→ **DOCUMENT**
-- start --

Creates and returns a Dataset object by featurizing provided files.

Reads in inputs and uses self.featurizer to featurize the data in these inputs. For large files, automatically shards into smaller chunks of shard_size datapoints for convenience. Returns a Dataset object that contains the featurized dataset.

This implementation assumes that the helper methods _get_shards and _featurize_shard are implemented and that each shard returned by _get_shards is a pandas dataframe. You may choose to reuse or override this method in your subclass implementations.

Parameters:
  • inputs (List) – List of inputs to process. Entries can be filenames or arbitrary objects.
  • data_dir (str, optional (default None)) – Directory to store featurized dataset.
  • shard_size (int, optional (default 8192)) – Number of examples stored in each shard.
Returns:

A DiskDataset object containing a featurized representation of data from inputs.

Return type:

DiskDataset

featurize(inputs: Union[Any, Sequence[Any]], data_dir: Optional[str] = None, shard_size: Optional[int] = 8192) → deepchem.data.datasets.Dataset[source]

Featurize provided files and write to specified location.

DEPRECATED: This method is now a wrapper for create_dataset() and calls that method under the hood.

For large datasets, automatically shards into smaller chunks for convenience. This implementation assumes that the helper methods _get_shards and _featurize_shard are implemented and that each shard returned by _get_shards is a pandas dataframe. You may choose to reuse or override this method in your subclass implementations.

Parameters:
  • inputs (List) – List of inputs to process. Entries can be filenames or arbitrary objects.
  • data_dir (str, default None) – Directory to store featurized dataset.
  • shard_size (int, optional (default 8192)) – Number of examples stored in each shard.
Returns:

A Dataset object containing a featurized representation of data from inputs.

Return type:

Dataset

UserCSVLoader

class deepchem.data.UserCSVLoader(tasks: List[str], featurizer: deepchem.feat.base_classes.Featurizer, feature_field: Optional[str] = None, id_field: Optional[str] = None, smiles_field: Optional[str] = None, log_every_n: int = 1000)[source]

Handles loading of CSV files with user-defined features.

This is a convenience class that allows for descriptors already present in a CSV file to be extracted without any featurization necessary.

Examples

Let’s suppose we have some descriptors and labels. (Imagine that these descriptors have been computed by an external program.)

>>> desc1 = [1, 43]
>>> desc2 = [-2, -22]
>>> labels = [1.5, 2.3]
>>> ids = ["cp1", "cp2"]

Let’s put these in a dataframe.

>>> import pandas as pd
>>> df = pd.DataFrame(list(zip(ids, desc1, desc2, labels)), columns=["id", "desc1", "desc2", "task1"])

Let’s now write this to disk somewhere. We can now use UserCSVLoader to process this CSV dataset.

>>> import tempfile
>>> import deepchem as dc
>>> featurizer = dc.feat.UserDefinedFeaturizer(["desc1", "desc2"])
>>> with tempfile.NamedTemporaryFile(mode='w') as tmpfile:
...   df.to_csv(tmpfile.name)
...   loader = dc.data.UserCSVLoader(["task1"], id_field="id",
...                              featurizer=featurizer)
...   dataset = loader.create_dataset(tmpfile.name)
>>> len(dataset)

-- end --

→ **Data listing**
-- start --

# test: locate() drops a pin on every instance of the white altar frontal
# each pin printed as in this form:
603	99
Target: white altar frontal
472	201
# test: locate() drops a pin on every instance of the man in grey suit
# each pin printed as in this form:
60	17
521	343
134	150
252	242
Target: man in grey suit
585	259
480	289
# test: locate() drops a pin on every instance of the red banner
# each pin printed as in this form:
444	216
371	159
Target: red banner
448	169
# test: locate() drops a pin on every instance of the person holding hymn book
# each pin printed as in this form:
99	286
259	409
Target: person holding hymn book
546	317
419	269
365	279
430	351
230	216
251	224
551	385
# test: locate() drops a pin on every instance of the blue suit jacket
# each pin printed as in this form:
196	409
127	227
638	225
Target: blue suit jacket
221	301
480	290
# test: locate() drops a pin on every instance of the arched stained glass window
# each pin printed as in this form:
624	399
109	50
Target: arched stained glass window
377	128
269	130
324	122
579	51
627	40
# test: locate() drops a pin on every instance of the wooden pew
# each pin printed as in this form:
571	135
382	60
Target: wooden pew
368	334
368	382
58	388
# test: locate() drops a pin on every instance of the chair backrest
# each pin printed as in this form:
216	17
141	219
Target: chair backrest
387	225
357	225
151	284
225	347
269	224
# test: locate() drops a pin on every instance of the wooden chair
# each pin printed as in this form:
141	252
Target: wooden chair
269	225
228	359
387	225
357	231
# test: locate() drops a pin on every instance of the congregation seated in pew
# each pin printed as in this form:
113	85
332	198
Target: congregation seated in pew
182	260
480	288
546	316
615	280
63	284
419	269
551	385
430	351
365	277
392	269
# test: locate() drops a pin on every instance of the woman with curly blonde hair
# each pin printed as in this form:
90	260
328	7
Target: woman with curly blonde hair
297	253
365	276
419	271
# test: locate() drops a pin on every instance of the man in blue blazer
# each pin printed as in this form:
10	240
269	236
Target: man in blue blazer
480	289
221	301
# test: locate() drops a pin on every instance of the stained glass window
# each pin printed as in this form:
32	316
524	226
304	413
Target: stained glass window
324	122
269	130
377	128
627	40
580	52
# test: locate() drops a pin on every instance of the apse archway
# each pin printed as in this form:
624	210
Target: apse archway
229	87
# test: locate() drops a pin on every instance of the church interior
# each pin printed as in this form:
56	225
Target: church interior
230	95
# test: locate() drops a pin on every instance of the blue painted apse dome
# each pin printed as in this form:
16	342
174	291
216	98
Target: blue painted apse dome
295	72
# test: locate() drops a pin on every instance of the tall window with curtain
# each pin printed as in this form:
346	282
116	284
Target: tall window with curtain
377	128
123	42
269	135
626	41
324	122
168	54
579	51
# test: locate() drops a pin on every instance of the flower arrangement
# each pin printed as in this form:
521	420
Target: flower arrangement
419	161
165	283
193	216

-- end --

→ **JOBS**
a. Transcribe the DeepChem documentation from "Handles loading of" up to and including "any featurization necessary.".
b. Answer these questions using the DeepChem documentation:
(i) What is the default value of shard_size?
(ii) According to the deprecation note, which method is featurize now a wrapper for?
(iii) What kind of files does UserCSVLoader handle loading of?
c. Summarize the DeepChem documentation in two sentences.

→ **TASK SOLUTIONS**
a.
Handles loading of CSV files with user-defined features.

This is a convenience class that allows for descriptors already present in a CSV file to be extracted without any featurization necessary.

b.
(i) 8192
(ii) create_dataset()
(iii) CSV files with user-defined features

c. The DeepChem documentation describes a method that featurizes provided inputs, automatically shards large files into smaller chunks of shard_size datapoints, and returns a Dataset object. It also covers a deprecated featurize method that now wraps create_dataset(), and UserCSVLoader, a convenience class that extracts descriptors already present in a CSV file without any featurization, with an example that builds a dataframe of descriptors and labels and processes it into a dataset.